◆ DESCRIPTION OF THE TASK
Write each line word for word, from the line that contains "Where can the window mullion" through the last line of the material below.

Location identification entries:
* * * *

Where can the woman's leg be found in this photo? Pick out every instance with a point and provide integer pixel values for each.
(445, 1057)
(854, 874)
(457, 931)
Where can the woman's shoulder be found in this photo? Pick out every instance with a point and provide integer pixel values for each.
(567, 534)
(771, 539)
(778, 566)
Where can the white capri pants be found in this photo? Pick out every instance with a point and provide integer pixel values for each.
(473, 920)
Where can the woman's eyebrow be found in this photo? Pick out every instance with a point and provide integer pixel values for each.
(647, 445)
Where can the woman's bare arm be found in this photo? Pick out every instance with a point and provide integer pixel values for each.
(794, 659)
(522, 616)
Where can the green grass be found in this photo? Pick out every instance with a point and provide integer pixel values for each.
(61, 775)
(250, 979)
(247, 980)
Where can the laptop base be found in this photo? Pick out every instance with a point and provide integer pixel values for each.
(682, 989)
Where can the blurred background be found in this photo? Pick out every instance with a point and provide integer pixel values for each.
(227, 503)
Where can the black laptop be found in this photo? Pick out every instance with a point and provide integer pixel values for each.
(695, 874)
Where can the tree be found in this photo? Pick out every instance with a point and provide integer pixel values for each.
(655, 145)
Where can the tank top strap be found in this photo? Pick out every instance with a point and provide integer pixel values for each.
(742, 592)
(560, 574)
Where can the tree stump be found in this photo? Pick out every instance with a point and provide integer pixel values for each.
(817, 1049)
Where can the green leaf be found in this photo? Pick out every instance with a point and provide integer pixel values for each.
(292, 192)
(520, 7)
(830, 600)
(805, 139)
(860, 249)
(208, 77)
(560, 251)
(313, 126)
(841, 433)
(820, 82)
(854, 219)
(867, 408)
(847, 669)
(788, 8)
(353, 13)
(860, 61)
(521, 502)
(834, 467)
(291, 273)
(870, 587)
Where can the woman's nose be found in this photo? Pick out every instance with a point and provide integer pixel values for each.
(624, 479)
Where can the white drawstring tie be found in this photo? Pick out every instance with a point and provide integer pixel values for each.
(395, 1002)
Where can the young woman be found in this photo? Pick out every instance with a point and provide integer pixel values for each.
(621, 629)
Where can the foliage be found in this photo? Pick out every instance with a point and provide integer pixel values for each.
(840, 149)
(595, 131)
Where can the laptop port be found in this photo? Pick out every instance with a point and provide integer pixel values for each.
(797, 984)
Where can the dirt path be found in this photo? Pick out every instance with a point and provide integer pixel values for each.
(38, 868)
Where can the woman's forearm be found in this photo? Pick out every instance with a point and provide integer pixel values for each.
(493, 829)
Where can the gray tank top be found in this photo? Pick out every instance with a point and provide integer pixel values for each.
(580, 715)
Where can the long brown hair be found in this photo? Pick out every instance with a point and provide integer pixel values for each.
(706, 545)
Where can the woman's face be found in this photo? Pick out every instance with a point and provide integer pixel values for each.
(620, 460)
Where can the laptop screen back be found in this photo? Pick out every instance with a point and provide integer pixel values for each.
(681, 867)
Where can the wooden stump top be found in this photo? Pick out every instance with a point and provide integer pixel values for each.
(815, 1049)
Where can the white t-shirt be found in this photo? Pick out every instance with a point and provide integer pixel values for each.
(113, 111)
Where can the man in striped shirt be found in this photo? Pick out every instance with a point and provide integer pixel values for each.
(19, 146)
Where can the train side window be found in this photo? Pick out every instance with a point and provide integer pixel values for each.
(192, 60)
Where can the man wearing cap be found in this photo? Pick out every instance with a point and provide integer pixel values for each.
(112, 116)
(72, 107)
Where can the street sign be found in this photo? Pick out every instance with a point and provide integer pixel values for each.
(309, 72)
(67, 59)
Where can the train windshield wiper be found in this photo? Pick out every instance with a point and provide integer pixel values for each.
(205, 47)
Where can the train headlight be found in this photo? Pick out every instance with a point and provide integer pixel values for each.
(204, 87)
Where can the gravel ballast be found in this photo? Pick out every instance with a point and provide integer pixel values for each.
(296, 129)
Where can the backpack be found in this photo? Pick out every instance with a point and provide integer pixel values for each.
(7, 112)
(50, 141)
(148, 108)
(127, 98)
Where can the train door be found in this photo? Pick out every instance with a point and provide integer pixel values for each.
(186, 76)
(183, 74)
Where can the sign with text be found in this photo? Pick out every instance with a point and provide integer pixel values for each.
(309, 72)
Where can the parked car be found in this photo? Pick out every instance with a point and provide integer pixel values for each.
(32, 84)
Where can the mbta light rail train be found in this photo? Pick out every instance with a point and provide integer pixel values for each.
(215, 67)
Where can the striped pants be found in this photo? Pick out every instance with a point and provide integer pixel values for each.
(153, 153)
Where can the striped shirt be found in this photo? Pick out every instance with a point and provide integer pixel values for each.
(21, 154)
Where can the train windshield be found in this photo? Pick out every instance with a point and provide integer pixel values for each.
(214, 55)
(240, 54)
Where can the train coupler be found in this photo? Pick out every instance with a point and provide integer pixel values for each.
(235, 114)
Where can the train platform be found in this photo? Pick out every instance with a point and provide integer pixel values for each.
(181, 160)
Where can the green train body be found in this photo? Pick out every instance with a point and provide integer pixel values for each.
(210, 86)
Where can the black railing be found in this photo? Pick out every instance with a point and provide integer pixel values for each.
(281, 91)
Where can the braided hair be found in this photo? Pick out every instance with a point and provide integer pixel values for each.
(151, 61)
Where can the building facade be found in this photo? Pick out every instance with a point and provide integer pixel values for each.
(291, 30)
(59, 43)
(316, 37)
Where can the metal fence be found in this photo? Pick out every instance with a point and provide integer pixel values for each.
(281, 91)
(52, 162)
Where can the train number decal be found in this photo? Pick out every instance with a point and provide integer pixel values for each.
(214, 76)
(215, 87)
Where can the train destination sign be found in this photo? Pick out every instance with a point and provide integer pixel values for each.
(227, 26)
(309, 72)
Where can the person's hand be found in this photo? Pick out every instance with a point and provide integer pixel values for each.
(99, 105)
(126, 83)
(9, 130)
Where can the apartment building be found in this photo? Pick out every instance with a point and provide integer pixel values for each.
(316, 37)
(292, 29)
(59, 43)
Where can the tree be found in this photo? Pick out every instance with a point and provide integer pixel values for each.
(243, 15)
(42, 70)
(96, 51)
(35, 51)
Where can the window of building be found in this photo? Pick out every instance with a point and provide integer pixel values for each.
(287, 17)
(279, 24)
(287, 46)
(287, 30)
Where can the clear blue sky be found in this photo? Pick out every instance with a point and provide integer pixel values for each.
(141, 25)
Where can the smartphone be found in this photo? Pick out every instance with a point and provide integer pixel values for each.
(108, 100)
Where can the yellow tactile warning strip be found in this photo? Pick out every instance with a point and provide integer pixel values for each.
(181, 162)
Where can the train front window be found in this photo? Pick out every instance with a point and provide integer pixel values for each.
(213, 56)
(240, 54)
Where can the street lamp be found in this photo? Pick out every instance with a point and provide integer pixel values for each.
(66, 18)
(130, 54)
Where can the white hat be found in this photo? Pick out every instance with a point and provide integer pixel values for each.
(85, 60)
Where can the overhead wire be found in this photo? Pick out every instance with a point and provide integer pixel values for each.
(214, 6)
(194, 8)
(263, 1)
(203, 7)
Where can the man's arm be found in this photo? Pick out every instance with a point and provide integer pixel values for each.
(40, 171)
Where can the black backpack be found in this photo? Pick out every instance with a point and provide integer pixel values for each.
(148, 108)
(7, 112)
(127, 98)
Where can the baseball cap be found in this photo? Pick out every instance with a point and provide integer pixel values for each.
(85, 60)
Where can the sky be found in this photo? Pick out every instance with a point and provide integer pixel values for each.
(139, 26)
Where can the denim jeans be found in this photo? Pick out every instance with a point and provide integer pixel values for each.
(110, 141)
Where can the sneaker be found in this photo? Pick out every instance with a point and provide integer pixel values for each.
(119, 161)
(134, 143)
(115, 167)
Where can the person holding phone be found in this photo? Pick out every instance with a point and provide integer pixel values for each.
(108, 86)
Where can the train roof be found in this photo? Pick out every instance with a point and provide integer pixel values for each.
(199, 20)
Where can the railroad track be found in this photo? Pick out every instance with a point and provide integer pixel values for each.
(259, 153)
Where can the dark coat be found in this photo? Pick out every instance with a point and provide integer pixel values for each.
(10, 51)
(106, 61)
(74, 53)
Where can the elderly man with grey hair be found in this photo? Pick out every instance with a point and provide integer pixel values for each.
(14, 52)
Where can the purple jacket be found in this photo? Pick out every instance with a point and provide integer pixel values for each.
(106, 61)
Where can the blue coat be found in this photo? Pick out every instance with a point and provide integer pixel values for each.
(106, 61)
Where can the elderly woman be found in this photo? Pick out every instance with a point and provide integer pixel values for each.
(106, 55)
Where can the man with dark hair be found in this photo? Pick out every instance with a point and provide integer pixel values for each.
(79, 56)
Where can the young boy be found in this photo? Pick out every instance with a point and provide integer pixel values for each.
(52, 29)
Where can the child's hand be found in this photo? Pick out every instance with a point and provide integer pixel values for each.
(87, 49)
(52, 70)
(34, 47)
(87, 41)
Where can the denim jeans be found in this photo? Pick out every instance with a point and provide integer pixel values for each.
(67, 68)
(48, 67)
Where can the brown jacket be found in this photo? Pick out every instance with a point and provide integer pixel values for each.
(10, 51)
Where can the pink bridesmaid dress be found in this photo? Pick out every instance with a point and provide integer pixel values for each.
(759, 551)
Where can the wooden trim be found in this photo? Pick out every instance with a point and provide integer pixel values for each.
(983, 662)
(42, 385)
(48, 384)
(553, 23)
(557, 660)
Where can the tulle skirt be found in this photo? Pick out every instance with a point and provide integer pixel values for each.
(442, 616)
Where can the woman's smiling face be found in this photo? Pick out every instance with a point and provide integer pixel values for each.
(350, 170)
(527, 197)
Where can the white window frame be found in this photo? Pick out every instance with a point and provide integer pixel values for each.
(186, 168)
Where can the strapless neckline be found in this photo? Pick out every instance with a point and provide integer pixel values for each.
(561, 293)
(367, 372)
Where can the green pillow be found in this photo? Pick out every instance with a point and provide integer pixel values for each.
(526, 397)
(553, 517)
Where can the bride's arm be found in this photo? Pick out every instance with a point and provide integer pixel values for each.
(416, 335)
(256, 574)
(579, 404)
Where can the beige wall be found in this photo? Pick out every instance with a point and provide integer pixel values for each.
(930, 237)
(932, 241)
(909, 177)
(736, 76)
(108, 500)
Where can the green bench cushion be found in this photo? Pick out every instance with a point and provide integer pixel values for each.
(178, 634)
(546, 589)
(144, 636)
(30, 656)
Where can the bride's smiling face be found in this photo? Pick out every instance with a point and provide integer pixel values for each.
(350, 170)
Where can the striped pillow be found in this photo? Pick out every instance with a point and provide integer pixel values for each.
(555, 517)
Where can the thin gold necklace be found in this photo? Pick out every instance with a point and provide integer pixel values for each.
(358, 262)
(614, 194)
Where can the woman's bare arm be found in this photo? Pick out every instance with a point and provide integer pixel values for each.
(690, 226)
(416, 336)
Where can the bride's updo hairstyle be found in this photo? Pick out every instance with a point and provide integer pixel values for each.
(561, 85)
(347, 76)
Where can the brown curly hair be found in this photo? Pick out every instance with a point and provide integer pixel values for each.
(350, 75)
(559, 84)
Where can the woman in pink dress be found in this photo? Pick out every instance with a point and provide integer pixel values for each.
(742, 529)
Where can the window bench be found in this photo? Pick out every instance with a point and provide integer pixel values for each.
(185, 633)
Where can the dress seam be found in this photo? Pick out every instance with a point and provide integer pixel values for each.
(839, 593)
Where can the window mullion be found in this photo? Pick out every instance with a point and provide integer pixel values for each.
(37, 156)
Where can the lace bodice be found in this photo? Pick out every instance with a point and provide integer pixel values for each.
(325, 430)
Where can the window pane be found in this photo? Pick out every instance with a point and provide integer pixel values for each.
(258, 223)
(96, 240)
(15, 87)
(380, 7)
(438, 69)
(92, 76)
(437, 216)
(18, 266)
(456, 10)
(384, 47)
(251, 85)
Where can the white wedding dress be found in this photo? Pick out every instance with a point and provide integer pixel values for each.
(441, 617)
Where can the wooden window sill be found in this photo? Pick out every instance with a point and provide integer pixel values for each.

* * * *

◆ RESPONSE TO THIS EXERCISE
Where can the window mullion be found in this photo? Pick out every instance with a point and provide integer pixel values for each.
(37, 156)
Where can the lace bodice be found in this photo? Pick out every instance with a point and provide integer pixel values for each.
(325, 430)
Where can the window pane be found in this photo? Pick out every instance with a point and provide integer pixel values for each.
(258, 223)
(96, 240)
(15, 87)
(380, 7)
(438, 69)
(92, 76)
(437, 216)
(18, 266)
(456, 10)
(384, 47)
(251, 85)
Where can the white wedding dress be found in this photo? Pick out every instance with a point and provide integer pixel values for each.
(441, 617)
Where can the wooden window sill be found in this photo? Pick out every instance with a point and provide integer pixel values for each.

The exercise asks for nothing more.